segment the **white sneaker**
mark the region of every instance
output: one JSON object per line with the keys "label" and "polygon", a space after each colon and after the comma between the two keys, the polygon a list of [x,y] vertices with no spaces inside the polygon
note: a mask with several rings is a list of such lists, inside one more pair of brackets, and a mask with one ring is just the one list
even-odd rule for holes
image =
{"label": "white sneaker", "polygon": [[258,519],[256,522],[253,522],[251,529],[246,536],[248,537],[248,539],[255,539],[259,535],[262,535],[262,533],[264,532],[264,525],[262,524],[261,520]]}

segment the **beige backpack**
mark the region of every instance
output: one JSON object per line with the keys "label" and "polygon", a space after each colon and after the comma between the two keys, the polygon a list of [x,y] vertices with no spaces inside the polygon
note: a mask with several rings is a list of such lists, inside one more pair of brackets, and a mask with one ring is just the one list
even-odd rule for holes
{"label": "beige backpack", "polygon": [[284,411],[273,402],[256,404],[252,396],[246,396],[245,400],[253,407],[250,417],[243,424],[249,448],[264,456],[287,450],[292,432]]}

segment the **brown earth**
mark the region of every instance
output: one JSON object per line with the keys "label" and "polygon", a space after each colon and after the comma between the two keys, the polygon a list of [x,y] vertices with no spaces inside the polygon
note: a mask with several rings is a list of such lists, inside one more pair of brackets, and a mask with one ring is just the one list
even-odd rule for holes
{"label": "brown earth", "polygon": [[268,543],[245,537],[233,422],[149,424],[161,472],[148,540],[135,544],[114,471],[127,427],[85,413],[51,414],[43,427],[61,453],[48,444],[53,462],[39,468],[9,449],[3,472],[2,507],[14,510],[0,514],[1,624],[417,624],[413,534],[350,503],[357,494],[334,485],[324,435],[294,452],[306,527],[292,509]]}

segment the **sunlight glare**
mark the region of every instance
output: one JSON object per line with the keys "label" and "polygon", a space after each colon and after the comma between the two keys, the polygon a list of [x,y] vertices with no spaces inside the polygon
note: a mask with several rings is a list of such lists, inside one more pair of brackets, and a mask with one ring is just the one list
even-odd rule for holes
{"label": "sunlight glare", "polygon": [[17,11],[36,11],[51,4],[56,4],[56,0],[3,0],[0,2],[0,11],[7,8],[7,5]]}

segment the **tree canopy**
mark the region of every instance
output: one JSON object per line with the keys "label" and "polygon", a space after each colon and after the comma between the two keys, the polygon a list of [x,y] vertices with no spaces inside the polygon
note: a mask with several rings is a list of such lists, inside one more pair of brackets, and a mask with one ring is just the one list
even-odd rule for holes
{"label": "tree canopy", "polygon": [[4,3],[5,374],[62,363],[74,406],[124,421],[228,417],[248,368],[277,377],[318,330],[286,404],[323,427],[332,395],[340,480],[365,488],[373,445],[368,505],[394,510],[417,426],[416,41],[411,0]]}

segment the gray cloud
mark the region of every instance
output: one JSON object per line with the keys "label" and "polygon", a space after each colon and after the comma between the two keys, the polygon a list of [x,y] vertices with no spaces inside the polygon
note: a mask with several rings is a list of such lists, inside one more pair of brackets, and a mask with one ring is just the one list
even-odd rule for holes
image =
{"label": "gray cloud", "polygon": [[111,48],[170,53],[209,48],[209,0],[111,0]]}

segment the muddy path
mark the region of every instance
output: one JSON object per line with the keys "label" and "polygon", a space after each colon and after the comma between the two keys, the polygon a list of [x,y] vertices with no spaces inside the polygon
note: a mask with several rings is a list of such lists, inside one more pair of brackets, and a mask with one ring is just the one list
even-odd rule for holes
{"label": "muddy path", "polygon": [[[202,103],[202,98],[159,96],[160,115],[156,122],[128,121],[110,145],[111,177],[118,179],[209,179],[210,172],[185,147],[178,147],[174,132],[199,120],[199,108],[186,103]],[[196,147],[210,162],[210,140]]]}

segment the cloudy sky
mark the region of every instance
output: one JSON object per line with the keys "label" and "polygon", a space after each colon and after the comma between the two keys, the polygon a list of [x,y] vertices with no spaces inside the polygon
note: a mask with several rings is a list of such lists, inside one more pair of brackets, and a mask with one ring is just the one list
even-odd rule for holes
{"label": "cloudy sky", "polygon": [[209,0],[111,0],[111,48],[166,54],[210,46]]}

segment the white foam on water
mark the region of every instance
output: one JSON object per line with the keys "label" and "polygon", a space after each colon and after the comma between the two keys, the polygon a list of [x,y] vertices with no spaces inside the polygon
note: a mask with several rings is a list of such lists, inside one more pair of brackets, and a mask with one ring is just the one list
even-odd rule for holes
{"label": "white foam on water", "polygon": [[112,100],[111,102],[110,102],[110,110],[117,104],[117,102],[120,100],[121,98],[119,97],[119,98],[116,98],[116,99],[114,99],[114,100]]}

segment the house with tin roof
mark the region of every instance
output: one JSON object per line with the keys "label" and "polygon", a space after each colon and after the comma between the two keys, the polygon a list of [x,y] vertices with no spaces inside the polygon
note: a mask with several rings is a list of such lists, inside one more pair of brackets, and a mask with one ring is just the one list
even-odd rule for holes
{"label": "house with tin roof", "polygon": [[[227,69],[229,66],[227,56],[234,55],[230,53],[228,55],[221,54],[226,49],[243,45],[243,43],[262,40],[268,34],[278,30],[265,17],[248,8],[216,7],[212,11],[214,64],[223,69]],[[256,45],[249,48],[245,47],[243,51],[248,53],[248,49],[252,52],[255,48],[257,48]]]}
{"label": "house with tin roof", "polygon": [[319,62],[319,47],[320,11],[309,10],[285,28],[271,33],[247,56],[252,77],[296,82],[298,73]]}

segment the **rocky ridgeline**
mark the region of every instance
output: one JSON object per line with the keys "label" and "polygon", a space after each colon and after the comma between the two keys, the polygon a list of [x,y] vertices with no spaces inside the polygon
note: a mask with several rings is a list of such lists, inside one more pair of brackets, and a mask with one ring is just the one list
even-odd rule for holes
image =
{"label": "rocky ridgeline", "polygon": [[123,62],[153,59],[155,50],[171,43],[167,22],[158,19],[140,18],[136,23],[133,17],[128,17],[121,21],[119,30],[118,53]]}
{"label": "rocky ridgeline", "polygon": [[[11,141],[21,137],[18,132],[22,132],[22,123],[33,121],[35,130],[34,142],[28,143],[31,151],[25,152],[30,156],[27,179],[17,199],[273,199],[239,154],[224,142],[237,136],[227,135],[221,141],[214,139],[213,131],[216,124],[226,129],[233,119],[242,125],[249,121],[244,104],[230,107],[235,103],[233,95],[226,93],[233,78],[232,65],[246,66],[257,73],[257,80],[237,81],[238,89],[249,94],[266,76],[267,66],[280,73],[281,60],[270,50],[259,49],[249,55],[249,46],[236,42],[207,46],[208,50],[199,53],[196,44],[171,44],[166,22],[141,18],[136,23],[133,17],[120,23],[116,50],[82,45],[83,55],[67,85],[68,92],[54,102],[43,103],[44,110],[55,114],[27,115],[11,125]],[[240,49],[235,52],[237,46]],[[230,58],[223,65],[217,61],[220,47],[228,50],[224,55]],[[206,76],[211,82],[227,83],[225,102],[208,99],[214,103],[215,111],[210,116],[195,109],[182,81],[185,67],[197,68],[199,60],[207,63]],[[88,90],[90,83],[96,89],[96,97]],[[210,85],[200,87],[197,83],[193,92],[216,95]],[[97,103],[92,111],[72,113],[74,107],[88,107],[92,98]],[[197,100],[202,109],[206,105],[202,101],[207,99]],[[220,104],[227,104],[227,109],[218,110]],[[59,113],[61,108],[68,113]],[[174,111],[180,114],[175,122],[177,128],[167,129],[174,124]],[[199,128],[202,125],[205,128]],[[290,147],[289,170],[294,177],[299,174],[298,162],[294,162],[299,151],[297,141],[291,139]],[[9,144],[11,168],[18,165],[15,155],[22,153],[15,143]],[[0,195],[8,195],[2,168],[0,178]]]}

Work to complete: The entries are to be duplicated exactly, with nothing changed.

Exercise answer:
segment the **white sneaker**
mark the region of every instance
output: one JSON object per line with the keys "label" and "polygon", a space after each colon and after the comma between the two keys, the polygon a list of [x,y] vertices with no spaces inside the polygon
note: a mask with several rings is a list of such lists, inside one more pair of brackets, and a mask with one ring is just the one list
even-odd rule for holes
image =
{"label": "white sneaker", "polygon": [[258,519],[256,522],[253,522],[251,529],[246,536],[248,537],[248,539],[255,539],[259,535],[262,535],[262,533],[264,532],[264,525],[262,524],[261,520]]}

segment the **beige backpack**
mark the region of every instance
output: one JSON object per line with the keys "label" and "polygon", a space after each colon and after the comma between the two keys, the polygon a list of [x,y] vertices with no spaces inside the polygon
note: a mask with several rings is a list of such lists, inside one more pair of brackets, and a mask with one ring is just the one list
even-odd rule for holes
{"label": "beige backpack", "polygon": [[284,411],[273,402],[256,404],[252,396],[246,396],[245,400],[253,407],[250,417],[243,424],[249,448],[264,456],[287,450],[292,432]]}

segment the **brown earth**
mark the region of every instance
output: one JSON object per line with the keys "label" and "polygon", a space after each colon and after the comma between the two keys, the polygon a list of [x,y] vertices with no spaces inside the polygon
note: a mask with several rings is a list of such lists, inside one more pair of brackets, and a mask with one ring is just the one list
even-odd rule for holes
{"label": "brown earth", "polygon": [[268,543],[245,537],[233,422],[149,424],[161,472],[148,540],[135,544],[114,471],[127,427],[85,413],[51,414],[43,427],[61,453],[48,444],[53,462],[39,468],[9,449],[3,472],[2,507],[14,510],[0,514],[1,624],[417,624],[413,534],[350,503],[357,494],[334,485],[324,435],[294,452],[306,527],[292,509]]}

segment the **sunlight glare**
mark the region of every instance
output: one JSON object per line with the keys "label" and "polygon", a space after each colon and after the comma between the two keys, the polygon a list of [x,y] vertices with no spaces inside the polygon
note: a mask with several rings is a list of such lists, inside one more pair of brackets, and a mask with one ring is just the one list
even-odd rule for holes
{"label": "sunlight glare", "polygon": [[17,11],[36,11],[51,4],[56,4],[56,0],[3,0],[0,2],[0,11],[7,8],[7,5]]}

segment the **tree canopy**
mark the region of every instance
output: one JSON object per line with the keys "label" and "polygon", a space after each colon and after the comma between the two keys, the polygon a list of [x,y] vertices with no spaces inside the polygon
note: a mask with several rings is a list of such lists, inside one more pair of brackets, and a mask with one ring is just the one list
even-odd rule for holes
{"label": "tree canopy", "polygon": [[4,3],[5,374],[62,363],[74,406],[124,421],[228,417],[248,368],[277,377],[318,330],[286,404],[323,427],[332,395],[340,480],[365,488],[373,445],[368,505],[394,510],[417,426],[416,41],[411,0]]}

segment the gray cloud
mark the region of every instance
output: one JSON object per line with the keys "label" and "polygon", a space after each colon and after the comma between the two keys, the polygon a list of [x,y] vertices with no spaces inside the polygon
note: a mask with several rings is a list of such lists, inside one more pair of brackets, and a mask with one ring is just the one list
even-odd rule for holes
image =
{"label": "gray cloud", "polygon": [[111,48],[170,53],[209,48],[209,0],[111,0]]}

segment the muddy path
mark the region of every instance
output: one JSON object per line with the keys "label" and "polygon", a space after each colon and after the comma between the two keys, the polygon a list of [x,y] vertices with no spaces inside the polygon
note: a mask with several rings is a list of such lists, inside one more pair of brackets, and a mask with one ring is just the one list
even-odd rule for holes
{"label": "muddy path", "polygon": [[[202,103],[202,98],[159,96],[160,115],[156,122],[128,121],[110,145],[111,177],[118,179],[209,179],[210,172],[185,147],[178,147],[174,132],[199,120],[199,108],[186,103]],[[196,147],[210,162],[210,140]]]}

segment the cloudy sky
mark the region of every instance
output: one JSON object per line with the keys "label" and "polygon", a space after each colon and after the comma between the two keys, the polygon a list of [x,y] vertices with no spaces inside the polygon
note: a mask with several rings is a list of such lists, inside one more pair of brackets, and a mask with one ring is just the one list
even-odd rule for holes
{"label": "cloudy sky", "polygon": [[209,0],[111,0],[111,48],[166,54],[210,46]]}

segment the white foam on water
mark the region of every instance
output: one JSON object per line with the keys "label" and "polygon", a space after each colon and after the comma between the two keys, the polygon a list of [x,y] vertices with no spaces inside the polygon
note: a mask with several rings is a list of such lists, inside one more pair of brackets, and a mask with one ring is just the one list
even-odd rule for holes
{"label": "white foam on water", "polygon": [[112,100],[111,102],[110,102],[110,110],[117,104],[117,102],[120,100],[121,98],[119,97],[119,98],[116,98],[116,99],[114,99],[114,100]]}

segment the house with tin roof
mark the region of every instance
output: one JSON object per line with the keys "label" and "polygon", a space after each colon and after the comma between the two keys, the polygon a list of [x,y] vertices with no spaces inside the polygon
note: a mask with several rings is a list of such lists, inside one more pair of brackets, and a mask with one ring is just the one list
even-odd rule for holes
{"label": "house with tin roof", "polygon": [[[227,69],[229,66],[227,56],[234,55],[230,53],[228,55],[221,54],[226,49],[243,45],[243,43],[262,40],[268,34],[278,30],[265,17],[248,8],[216,7],[212,11],[214,64],[223,69]],[[256,45],[249,48],[245,47],[243,51],[248,53],[248,49],[252,52],[255,48],[257,48]]]}
{"label": "house with tin roof", "polygon": [[319,62],[319,47],[320,11],[309,10],[285,28],[271,33],[247,56],[252,77],[296,82],[298,73]]}

segment the **rocky ridgeline**
mark the region of every instance
output: one JSON object per line with the keys "label" and "polygon", a space after each colon and after the comma between the two keys, the polygon a list of [x,y] vertices with no spaces inside the polygon
note: a mask with several rings is a list of such lists, inside one more pair of brackets, and a mask with one ring is just the one list
even-odd rule for holes
image =
{"label": "rocky ridgeline", "polygon": [[123,62],[153,59],[155,50],[171,43],[167,22],[158,19],[140,18],[136,23],[133,17],[128,17],[121,21],[119,30],[118,53]]}
{"label": "rocky ridgeline", "polygon": [[[11,141],[21,137],[18,132],[22,132],[22,123],[33,121],[35,130],[34,142],[28,143],[31,151],[25,152],[30,156],[27,179],[17,199],[273,199],[239,154],[224,142],[237,136],[227,135],[221,141],[214,139],[213,131],[216,124],[226,129],[233,119],[242,125],[249,121],[244,104],[230,107],[235,103],[233,95],[226,93],[233,78],[232,65],[246,66],[257,73],[257,80],[237,81],[238,89],[249,94],[266,76],[267,66],[280,73],[281,60],[270,50],[259,49],[249,55],[249,46],[236,42],[207,46],[208,50],[199,53],[196,44],[171,44],[166,22],[141,18],[136,23],[133,17],[120,23],[116,50],[82,45],[83,55],[67,85],[68,92],[54,102],[43,103],[44,110],[55,114],[27,115],[11,125]],[[240,49],[235,52],[237,46]],[[230,58],[223,65],[217,61],[220,47],[228,50],[224,55]],[[206,76],[211,82],[227,83],[225,102],[208,99],[214,103],[215,111],[210,116],[195,109],[182,81],[185,67],[197,68],[199,60],[207,63]],[[88,90],[90,83],[96,89],[96,97]],[[210,85],[200,87],[197,83],[193,92],[216,95]],[[97,103],[92,111],[72,113],[74,107],[88,107],[92,98]],[[197,100],[202,109],[206,105],[202,101],[207,99]],[[220,104],[227,104],[227,109],[218,110]],[[59,113],[61,108],[68,113]],[[174,111],[180,114],[175,122],[177,128],[167,129],[174,124]],[[199,128],[202,125],[205,128]],[[290,147],[289,170],[294,177],[299,174],[298,162],[294,162],[299,151],[297,141],[291,139]],[[9,144],[11,168],[18,165],[15,155],[22,153],[15,143]],[[0,195],[8,195],[2,168],[0,178]]]}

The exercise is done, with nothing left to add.